Problem requirements
Send back all the data below, exactly as given.

— Start of Information shown —

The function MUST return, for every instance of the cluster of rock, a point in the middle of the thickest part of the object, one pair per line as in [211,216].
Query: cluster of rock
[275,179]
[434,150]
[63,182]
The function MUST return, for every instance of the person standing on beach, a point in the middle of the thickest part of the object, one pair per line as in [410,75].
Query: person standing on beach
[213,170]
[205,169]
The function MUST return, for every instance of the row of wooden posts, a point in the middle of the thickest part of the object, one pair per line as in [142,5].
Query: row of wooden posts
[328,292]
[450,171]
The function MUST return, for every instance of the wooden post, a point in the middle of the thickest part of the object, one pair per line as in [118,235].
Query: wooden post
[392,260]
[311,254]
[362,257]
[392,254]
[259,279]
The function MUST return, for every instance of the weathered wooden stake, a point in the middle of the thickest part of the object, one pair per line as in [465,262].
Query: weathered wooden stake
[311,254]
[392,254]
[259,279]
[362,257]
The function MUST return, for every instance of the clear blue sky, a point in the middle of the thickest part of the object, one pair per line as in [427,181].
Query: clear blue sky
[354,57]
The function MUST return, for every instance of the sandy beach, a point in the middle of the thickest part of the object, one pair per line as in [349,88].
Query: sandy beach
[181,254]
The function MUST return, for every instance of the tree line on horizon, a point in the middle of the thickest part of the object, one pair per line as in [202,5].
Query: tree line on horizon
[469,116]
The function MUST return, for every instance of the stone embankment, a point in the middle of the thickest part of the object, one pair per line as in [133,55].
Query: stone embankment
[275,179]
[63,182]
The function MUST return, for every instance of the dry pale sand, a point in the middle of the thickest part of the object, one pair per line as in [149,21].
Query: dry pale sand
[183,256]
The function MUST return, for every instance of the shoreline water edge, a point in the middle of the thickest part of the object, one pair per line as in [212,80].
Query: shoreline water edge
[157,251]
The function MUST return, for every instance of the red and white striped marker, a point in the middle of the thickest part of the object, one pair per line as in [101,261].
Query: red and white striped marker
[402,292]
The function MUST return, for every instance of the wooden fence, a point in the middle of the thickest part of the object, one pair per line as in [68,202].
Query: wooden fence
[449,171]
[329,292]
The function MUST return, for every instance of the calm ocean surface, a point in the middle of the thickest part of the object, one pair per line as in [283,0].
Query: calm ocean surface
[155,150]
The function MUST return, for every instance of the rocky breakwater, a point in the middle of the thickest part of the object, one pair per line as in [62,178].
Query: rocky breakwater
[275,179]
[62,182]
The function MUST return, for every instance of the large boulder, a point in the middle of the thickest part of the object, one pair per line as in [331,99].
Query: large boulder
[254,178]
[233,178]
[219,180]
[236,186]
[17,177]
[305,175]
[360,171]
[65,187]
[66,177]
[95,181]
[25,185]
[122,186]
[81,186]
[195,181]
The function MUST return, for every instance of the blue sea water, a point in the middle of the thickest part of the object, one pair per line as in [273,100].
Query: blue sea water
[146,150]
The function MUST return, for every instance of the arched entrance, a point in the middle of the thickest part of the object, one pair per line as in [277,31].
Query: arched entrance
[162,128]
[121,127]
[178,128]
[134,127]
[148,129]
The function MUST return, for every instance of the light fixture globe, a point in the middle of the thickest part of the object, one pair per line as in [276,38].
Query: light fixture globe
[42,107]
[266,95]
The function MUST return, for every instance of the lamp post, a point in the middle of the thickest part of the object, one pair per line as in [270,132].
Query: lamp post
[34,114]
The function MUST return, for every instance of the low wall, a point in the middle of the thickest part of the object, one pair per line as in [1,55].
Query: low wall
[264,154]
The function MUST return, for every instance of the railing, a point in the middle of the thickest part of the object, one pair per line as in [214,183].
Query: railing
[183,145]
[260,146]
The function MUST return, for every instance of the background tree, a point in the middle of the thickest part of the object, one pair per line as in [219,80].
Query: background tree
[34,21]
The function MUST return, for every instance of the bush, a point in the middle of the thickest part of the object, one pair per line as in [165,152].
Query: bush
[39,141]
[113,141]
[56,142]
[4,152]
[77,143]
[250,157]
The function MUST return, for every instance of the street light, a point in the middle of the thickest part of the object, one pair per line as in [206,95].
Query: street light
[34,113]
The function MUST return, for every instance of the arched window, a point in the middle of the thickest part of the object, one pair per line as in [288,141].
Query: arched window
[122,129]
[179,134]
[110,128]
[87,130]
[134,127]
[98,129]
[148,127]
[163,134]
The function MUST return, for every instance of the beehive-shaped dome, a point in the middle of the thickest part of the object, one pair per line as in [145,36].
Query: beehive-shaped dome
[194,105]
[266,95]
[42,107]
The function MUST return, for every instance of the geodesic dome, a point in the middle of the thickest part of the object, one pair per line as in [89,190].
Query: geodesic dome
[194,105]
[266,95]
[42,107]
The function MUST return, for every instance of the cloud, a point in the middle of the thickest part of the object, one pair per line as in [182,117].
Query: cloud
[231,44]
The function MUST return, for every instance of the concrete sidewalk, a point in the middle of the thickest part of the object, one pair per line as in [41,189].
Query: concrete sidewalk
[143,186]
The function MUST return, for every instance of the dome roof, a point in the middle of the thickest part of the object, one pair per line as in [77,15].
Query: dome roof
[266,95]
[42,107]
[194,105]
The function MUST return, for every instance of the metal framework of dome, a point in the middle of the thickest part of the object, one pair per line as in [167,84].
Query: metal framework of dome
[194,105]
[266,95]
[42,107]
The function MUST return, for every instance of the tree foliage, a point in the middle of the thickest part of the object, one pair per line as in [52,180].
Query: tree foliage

— End of Information shown —

Solution
The function MUST return, for every instance of the cluster of rock, a point in the middle of the thickest part of the object, one pair per line as in [211,216].
Query: cluster of rock
[275,179]
[434,150]
[63,182]
The function MUST return, for every instance of the person standing on beach, a point in the middle of the thickest part of the object, one pair per line as in [410,75].
Query: person standing on beach
[213,170]
[205,169]
The function MUST return, for every instance of the row of wooden posts, a point in the middle of the thickest part of the object, one pair per line as in [142,5].
Query: row of wooden posts
[328,292]
[450,171]
The function MUST return, for every instance of the wooden post, a point in the middle of the thickest part of the object, one pair per line as in [118,235].
Query: wooden post
[392,260]
[311,254]
[362,257]
[392,254]
[259,279]
The function MUST return, for every instance of the weathered wooden stake, a point in the middle of the thickest part of the object, one pair per line as in [465,262].
Query: weathered wooden stake
[311,254]
[392,254]
[259,279]
[362,257]
The function MUST return, for every instance of the clear blue sky, a point in the middle of the thickest part of the object, one pair per line as in [427,181].
Query: clear blue sky
[354,57]
The function MUST return, for every instance of the sandy beach, a point in the middle of the thickest part of the object, one pair per line as in [349,88].
Query: sandy beach
[181,254]
The function MUST return, for every instance of the tree line on horizon, a point in the middle of the thickest part of the object, one pair per line as in [202,5].
Query: tree line on horizon
[469,116]
The function MUST return, for every instance of the stone embankment, a point in the middle of the thickest part of the object, one pair per line as in [133,55].
Query: stone embankment
[275,179]
[63,182]
The function MUST return, for every instance of the dry pale sand, a point in the middle of the thickest part of the object, one pair per line as in [149,21].
Query: dry pale sand
[183,256]
The function MUST return, for every instance of the shoreline water edge, a point in the middle of the thickest part of the object, one pair per line as in [212,80].
Query: shoreline water edge
[157,251]
The function MUST return, for every instance of the red and white striped marker, a point in the middle of the thickest part of the object, one pair per line as in [101,261].
Query: red and white striped marker
[402,292]
The function MUST return, for every instance of the wooden fence, a point in the middle of the thickest part of the object, one pair per line as in [68,202].
Query: wooden fence
[449,171]
[329,292]
The function MUST return, for every instance of the calm ocean surface, a point in the middle of the thickest part of the object, one pair per line as in [283,0].
Query: calm ocean surface
[155,150]
The function MUST return, for every instance of the rocky breakwater, a point in the middle of the thickest part of the object, one pair per line as in [62,178].
Query: rocky breakwater
[275,179]
[62,182]
The function MUST return, for every instance of the large boulder, a point in the middle of the thickest part of the object, one pair per line as in [331,99].
Query: large boulder
[254,178]
[233,178]
[219,180]
[236,186]
[17,177]
[305,175]
[360,171]
[65,187]
[66,177]
[95,181]
[25,185]
[122,186]
[81,186]
[195,181]
The function MUST return, for every instance of the blue sea water, a point in the middle of the thickest part of the object, one pair per line as in [273,100].
Query: blue sea water
[146,150]
The function MUST return, for every instance of the arched entrance, a point in the middle of the thickest part of the object, one pair per line as in [277,31].
Query: arched entrance
[162,128]
[121,127]
[178,128]
[134,127]
[148,129]
The function MUST return, for every instance of the light fixture globe, a point in the middle of the thickest part of the object, one pair per line as in [276,38].
Query: light fixture globe
[42,107]
[266,95]
The function MUST return, for every instance of the lamp post, a point in the middle of the thickest part of the object, one pair per line as in [270,132].
Query: lamp post
[34,114]
The function MUST return, for every instance of the low wall, a point in the middle of the thickest part of the object, one pair per line as in [1,55].
Query: low wall
[264,154]
The function MUST return, for every instance of the railing, a point in the middle of the thickest part of the object, one pair per line as in [214,183].
Query: railing
[183,145]
[260,146]
The function MUST return, for every instance of the background tree, a point in the middle of the thickest part of the object, one pair per line as in [219,80].
Query: background tree
[34,21]
The function MUST return, for every instance of the bush, a point in the middle of the thickest part of the object, one pair per line as in [165,152].
Query: bush
[39,141]
[113,141]
[56,142]
[4,152]
[77,143]
[250,157]
The function MUST return, for every instance of the street light, a point in the middle of the thickest part of the object, one pair per line as in [206,95].
Query: street light
[34,113]
The function MUST return, for every instance of the arched window, a point in the middle of the thickest part of the object, one pair per line as in [288,141].
Query: arched window
[122,129]
[179,134]
[110,128]
[87,130]
[134,127]
[98,129]
[148,127]
[163,134]
The function MUST return, for every instance of the beehive-shaped dome, a point in the middle of the thickest part of the object, one pair per line as in [145,36].
Query: beehive-shaped dome
[194,105]
[266,95]
[42,107]
The function MUST return, for every instance of the geodesic dome, a point in the middle of the thickest part of the object, one pair per line as in [89,190].
Query: geodesic dome
[194,105]
[266,95]
[42,107]
The function MUST return, for every instance of the cloud, a point in the middle of the thickest part of the object, one pair per line as in [182,117].
Query: cloud
[231,44]
The function MUST return, for every instance of the concrete sidewalk, a point in the middle of the thickest part of the object, one pair per line as in [41,189].
Query: concrete sidewalk
[143,186]
The function MUST return, for every instance of the dome roof, a point in the middle of the thickest part of the object, one pair per line as in [77,15].
Query: dome roof
[266,95]
[42,107]
[194,105]
The function MUST return, for every instance of the metal framework of dome, a point in the middle of the thickest part of the object, one pair per line as in [167,84].
Query: metal framework of dome
[194,105]
[266,95]
[42,107]
The function MUST return, for every instance of the tree foliage, a point in the middle of the thickest part of the object, one pair per line as in [52,180].
Query: tree foliage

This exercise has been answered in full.